[Start of Attachment]

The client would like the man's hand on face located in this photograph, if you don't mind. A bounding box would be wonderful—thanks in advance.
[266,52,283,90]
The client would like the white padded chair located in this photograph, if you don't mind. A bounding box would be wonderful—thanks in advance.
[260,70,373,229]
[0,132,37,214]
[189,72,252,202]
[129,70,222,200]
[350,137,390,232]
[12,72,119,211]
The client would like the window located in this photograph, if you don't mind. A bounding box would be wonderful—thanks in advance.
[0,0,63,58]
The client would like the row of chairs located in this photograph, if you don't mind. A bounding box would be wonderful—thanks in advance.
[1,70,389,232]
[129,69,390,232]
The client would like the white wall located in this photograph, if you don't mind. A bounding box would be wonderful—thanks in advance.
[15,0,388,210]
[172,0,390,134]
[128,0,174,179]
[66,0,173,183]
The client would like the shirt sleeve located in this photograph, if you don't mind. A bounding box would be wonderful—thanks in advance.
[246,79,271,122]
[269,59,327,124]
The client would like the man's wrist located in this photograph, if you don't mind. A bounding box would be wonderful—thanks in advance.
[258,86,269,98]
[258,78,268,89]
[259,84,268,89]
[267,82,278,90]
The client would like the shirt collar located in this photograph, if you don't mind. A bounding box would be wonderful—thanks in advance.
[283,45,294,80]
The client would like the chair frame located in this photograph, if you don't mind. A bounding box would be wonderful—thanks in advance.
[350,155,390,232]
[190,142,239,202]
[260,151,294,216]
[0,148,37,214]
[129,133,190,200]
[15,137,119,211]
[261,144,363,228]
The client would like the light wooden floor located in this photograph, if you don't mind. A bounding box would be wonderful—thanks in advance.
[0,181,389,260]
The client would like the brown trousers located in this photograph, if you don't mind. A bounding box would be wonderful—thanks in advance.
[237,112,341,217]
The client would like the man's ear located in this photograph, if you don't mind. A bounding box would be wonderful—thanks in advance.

[End of Attachment]

*Goal of the exercise*
Each line from the one containing "The client would like the chair" through the last line of the material must be restated word for word, with no other text.

*Task response*
The client would like the chair frame located in this photograph, if you don't mind. A bounding box would be wonderful—thanks in advance.
[350,155,390,232]
[190,142,239,202]
[260,151,294,216]
[0,148,37,214]
[129,133,190,200]
[15,137,119,211]
[261,144,363,228]
The client would like the light wooden floor located in this photograph, if you don't mind. A bounding box would be wonderful—thanks in advance.
[0,181,389,260]
The client would like the brown trousers located in this photograph, if you don't mind. A bounding box would be wonderful—thanks in advance.
[237,112,341,217]
The client would like the man's ear located in this photograph, if you don't mind. A bounding box would be wonderful—thanks in advance.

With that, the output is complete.